What can we do about it?

It’s time to get serious about tobacco addiction and solutions that work, and if we’re serious about health equity and social determinants of health, we need to implement new and fundamental cessation strategies that are equitable and effective. We know scare tactics don’t work and that financially penalizing the most vulnerable isn’t the solution. We must recognize first and foremost that tobacco is highly addictive, both behaviorally and physically. Quitting isn’t just a matter of wishful thinking. And just as health care and insurance organizations don’t give up on individuals who are overweight or have high blood pressure, we can’t give up on people who smoke.

Big tobacco is going to continue to reap billions in profits by targeting minority populations in particular, yet regulation in marketing has proven difficult and slow. So let’s look at accelerating workaround solutions collectively, by viewing smoking as a disease that can be treated with increasingly effective means.

In fact, the good news is we have new tools to work with: Innovative new digital solutions that incorporate human-centered design, offer highly tailored personalization and empower people to take charge of their health — key capabilities in the fight against tobacco and social inequality. These tools are mobile and can incorporate the latest in behavioral science to help people make real, long-lasting changes in their daily lives. Best of all, digital health solutions are already highly accessible across a broad spectrum of the population (86% of adult Medicaid beneficiaries (https://www2.deloitte.com/us/en/insights/industry/public-sector/mobile-health-care-app-features-for-patients.html) own smartphones and 69% own tablets).

The other good news is that the health care industry has already recognized the need for investing in digital solutions that empower patients to take a more active role in managing their health. Now it’s time to expand beyond solutions for Type 2 Diabetes and high blood pressure. Health plans, employers and health care providers can empower people across all racial and socioeconomic demographics to take control of their health, especially when it comes to conditions like tobacco addiction.

Ultimately, investing in innovation and working in collaboration with community health leaders to find solutions that work is paramount. Investing in solutions that serve our most vulnerable communities will reap benefits across families and for many generations. By prioritizing human-centered design and realistic, usable solutions that work, health care and insurance organizations can systematically make a meaningful investment in the communities that need it most and solve what is likely the largest, most untapped problem in our health care system.

What this task involves: Transcribe the passage on tobacco addiction and cessation from "In fact, the" up to and including "69% own tablets).".

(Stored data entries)
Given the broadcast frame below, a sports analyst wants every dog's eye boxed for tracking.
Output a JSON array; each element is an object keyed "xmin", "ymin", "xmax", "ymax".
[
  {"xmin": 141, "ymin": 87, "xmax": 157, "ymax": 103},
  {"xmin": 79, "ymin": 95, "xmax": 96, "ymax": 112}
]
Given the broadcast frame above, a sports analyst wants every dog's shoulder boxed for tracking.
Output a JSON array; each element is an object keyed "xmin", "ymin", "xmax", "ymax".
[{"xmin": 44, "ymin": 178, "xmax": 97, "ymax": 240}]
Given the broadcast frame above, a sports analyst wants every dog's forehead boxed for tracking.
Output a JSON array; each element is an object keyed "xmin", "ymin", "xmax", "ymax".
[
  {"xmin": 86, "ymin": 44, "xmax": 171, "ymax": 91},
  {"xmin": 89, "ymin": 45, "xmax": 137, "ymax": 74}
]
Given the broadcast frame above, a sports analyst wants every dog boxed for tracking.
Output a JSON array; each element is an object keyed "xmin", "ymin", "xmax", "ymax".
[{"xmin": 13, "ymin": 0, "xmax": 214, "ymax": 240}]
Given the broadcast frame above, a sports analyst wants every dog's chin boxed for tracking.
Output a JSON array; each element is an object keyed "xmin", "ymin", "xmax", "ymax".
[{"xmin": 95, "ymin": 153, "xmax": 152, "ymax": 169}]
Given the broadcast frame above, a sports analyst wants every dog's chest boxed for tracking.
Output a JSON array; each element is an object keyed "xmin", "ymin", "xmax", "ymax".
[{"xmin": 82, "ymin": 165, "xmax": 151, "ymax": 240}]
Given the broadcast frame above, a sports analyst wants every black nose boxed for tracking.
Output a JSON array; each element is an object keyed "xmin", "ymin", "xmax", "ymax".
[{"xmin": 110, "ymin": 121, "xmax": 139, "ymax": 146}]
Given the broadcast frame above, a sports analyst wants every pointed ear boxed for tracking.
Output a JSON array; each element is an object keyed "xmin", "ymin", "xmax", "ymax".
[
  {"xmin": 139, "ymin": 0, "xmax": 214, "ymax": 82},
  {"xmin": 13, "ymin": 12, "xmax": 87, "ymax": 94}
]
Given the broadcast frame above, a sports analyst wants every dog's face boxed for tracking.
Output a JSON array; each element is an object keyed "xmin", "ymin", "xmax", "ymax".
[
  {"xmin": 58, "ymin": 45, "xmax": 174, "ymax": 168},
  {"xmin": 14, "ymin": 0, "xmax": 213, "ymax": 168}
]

Task response:
In fact, the good news is we have new tools to work with: Innovative new digital solutions that incorporate human-centered design, offer highly tailored personalization and empower people to take charge of their health — key capabilities in the fight against tobacco and social inequality. These tools are mobile and can incorporate the latest in behavioral science to help people make real, long-lasting changes in their daily lives. Best of all, digital health solutions are already highly accessible across a broad spectrum of the population (86% of adult Medicaid beneficiaries (https://www2.deloitte.com/us/en/insights/industry/public-sector/mobile-health-care-app-features-for-patients.html) own smartphones and 69% own tablets).